Given exercise: Rescale the entries from the line with "Tag the branch" to the line with "[[232, 94], [153, 100]]", both included, and reproduce every line in that span, requests included. Multiply each point coordinate in the answers by 1.65 and round to whole numbers with halves going up, leaving the sample coordinates in the requests unchanged.

[Stored entries]
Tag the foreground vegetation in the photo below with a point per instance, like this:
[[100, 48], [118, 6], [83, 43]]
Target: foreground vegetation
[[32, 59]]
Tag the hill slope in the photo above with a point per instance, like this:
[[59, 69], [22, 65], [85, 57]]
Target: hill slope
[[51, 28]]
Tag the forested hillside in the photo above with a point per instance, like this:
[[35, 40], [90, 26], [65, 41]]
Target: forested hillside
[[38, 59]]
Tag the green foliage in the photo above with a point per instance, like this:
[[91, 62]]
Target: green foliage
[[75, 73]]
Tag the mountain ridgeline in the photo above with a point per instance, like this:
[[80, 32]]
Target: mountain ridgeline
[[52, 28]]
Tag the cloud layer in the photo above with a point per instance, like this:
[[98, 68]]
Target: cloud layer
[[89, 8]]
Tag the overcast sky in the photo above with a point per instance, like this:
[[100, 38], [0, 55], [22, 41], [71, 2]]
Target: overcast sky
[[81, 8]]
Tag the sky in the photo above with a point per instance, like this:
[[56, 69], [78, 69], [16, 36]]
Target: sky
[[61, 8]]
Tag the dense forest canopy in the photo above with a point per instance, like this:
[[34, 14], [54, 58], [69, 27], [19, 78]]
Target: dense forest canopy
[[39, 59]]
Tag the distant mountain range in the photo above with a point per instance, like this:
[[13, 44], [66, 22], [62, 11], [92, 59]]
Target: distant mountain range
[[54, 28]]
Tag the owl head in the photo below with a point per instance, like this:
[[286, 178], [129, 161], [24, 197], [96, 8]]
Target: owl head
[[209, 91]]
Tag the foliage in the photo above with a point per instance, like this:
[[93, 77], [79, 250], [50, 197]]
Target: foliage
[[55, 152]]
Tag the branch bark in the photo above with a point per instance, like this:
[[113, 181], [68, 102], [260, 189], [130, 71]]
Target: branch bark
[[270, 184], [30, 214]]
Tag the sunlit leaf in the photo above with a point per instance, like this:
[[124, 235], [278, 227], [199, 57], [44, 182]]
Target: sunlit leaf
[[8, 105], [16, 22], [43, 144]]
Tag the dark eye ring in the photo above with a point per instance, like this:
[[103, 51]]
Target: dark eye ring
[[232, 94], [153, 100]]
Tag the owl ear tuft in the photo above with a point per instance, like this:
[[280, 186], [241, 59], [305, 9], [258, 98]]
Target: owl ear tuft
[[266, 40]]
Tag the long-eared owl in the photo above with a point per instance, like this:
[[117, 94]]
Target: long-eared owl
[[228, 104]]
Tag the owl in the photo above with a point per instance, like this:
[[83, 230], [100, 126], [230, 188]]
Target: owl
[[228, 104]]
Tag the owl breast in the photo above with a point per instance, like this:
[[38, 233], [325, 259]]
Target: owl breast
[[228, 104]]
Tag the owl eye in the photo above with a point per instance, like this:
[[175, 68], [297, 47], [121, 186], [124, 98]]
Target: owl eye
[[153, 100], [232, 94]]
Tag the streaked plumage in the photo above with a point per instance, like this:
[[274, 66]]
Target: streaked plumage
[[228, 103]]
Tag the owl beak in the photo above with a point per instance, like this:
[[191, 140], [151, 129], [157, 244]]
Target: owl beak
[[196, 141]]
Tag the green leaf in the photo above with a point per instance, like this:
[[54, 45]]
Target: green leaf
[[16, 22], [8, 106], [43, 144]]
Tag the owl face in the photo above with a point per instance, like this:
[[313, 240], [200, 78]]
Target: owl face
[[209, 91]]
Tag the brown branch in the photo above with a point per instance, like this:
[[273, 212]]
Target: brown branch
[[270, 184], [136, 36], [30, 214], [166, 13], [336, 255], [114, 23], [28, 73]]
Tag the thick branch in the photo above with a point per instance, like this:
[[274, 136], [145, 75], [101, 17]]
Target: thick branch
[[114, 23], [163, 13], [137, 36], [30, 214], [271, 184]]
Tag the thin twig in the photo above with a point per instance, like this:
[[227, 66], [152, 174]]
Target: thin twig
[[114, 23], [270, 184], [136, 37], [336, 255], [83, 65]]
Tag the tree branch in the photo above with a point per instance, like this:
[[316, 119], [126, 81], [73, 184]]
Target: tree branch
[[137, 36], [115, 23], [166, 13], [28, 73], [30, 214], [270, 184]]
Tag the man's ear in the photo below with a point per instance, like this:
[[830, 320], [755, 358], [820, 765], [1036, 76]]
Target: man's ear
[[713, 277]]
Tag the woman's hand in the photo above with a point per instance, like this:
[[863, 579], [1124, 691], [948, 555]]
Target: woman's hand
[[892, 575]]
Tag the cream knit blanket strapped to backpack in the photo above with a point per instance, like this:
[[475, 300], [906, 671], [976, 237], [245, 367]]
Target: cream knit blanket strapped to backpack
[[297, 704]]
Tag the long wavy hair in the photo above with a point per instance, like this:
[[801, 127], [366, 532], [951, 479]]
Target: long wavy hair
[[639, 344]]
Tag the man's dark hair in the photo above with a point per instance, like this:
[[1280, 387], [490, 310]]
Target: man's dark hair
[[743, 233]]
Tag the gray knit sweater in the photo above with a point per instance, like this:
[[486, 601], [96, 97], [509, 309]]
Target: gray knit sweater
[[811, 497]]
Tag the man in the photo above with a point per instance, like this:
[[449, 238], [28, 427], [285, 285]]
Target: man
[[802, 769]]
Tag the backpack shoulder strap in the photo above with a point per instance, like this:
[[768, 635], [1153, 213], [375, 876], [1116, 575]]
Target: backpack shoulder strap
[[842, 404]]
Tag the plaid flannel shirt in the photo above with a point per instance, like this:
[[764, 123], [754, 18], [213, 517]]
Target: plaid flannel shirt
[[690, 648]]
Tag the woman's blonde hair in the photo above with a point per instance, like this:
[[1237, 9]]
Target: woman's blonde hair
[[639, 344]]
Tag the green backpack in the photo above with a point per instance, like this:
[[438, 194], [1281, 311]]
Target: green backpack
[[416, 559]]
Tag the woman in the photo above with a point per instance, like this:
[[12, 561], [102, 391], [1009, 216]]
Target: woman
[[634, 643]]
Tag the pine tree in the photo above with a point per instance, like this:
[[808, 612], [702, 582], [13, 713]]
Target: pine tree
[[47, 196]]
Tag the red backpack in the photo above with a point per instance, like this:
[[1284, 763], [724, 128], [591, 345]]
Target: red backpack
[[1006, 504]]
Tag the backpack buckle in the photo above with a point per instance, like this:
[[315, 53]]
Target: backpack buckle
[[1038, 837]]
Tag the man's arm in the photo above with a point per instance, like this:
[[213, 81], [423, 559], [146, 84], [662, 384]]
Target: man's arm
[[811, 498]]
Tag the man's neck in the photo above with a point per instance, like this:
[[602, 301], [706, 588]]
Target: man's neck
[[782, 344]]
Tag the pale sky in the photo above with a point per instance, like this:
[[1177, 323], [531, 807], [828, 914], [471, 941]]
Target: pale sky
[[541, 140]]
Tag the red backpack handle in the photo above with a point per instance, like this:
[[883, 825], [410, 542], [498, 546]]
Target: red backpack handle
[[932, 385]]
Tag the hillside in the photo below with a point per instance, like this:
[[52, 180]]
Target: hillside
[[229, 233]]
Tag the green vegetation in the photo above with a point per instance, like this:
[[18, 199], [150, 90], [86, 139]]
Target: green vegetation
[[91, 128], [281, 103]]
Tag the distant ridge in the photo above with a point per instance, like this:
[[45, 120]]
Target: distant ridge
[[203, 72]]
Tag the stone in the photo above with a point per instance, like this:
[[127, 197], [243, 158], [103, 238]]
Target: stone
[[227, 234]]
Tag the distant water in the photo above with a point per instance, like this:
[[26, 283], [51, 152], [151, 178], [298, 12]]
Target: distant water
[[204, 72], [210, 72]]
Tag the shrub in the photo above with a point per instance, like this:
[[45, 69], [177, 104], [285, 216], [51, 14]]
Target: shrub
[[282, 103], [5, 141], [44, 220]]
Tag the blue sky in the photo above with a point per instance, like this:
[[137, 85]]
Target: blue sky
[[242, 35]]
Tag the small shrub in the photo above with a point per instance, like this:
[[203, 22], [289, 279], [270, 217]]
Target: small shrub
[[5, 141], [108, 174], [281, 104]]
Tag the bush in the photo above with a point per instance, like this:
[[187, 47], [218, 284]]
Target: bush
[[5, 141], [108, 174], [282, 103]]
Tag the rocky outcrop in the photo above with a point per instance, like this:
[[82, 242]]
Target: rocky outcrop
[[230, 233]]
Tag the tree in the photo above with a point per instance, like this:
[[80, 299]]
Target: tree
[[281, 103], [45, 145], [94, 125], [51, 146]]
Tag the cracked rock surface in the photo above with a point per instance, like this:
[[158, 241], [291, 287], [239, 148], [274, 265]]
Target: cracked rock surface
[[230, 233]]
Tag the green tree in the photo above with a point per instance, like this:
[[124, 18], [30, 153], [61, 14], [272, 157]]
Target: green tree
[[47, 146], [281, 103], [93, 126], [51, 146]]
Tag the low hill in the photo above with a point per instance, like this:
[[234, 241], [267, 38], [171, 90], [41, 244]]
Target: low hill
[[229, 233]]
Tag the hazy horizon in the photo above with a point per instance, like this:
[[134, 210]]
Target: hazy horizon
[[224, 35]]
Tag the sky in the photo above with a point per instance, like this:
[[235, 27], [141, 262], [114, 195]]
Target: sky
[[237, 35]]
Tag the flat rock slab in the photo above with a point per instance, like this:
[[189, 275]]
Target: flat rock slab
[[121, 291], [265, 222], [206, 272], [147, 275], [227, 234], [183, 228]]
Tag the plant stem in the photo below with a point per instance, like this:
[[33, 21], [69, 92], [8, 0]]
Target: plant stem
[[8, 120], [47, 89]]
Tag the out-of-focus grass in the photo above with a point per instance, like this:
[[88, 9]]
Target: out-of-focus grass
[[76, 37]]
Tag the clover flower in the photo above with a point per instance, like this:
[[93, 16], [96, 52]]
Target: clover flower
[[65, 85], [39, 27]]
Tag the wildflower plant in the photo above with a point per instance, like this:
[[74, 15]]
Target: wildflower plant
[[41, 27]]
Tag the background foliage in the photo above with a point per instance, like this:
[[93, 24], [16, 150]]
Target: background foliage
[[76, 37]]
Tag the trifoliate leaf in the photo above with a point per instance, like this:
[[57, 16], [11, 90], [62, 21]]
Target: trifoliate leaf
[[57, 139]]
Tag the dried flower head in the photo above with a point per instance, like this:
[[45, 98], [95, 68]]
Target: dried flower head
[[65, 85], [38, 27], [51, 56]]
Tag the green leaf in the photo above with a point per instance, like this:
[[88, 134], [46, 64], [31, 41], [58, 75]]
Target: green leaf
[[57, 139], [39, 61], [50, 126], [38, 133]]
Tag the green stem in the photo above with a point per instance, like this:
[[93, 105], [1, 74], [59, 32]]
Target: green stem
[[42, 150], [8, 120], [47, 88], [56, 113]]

Solution to this exercise:
Tag the branch bark in the photo above with a point per instance, like this:
[[113, 181], [68, 102], [260, 189], [130, 71]]
Target: branch bark
[[446, 304], [50, 353]]
Tag the sunlit leaf in the photo above with a point per instance, like this:
[[124, 235], [278, 227], [199, 57], [44, 182]]
Target: sunlit leaf
[[13, 173], [26, 36], [71, 238]]
Tag the dark eye ring in the photo above with a point per instance, like this:
[[103, 51]]
Target: dark eye ring
[[383, 155], [252, 165]]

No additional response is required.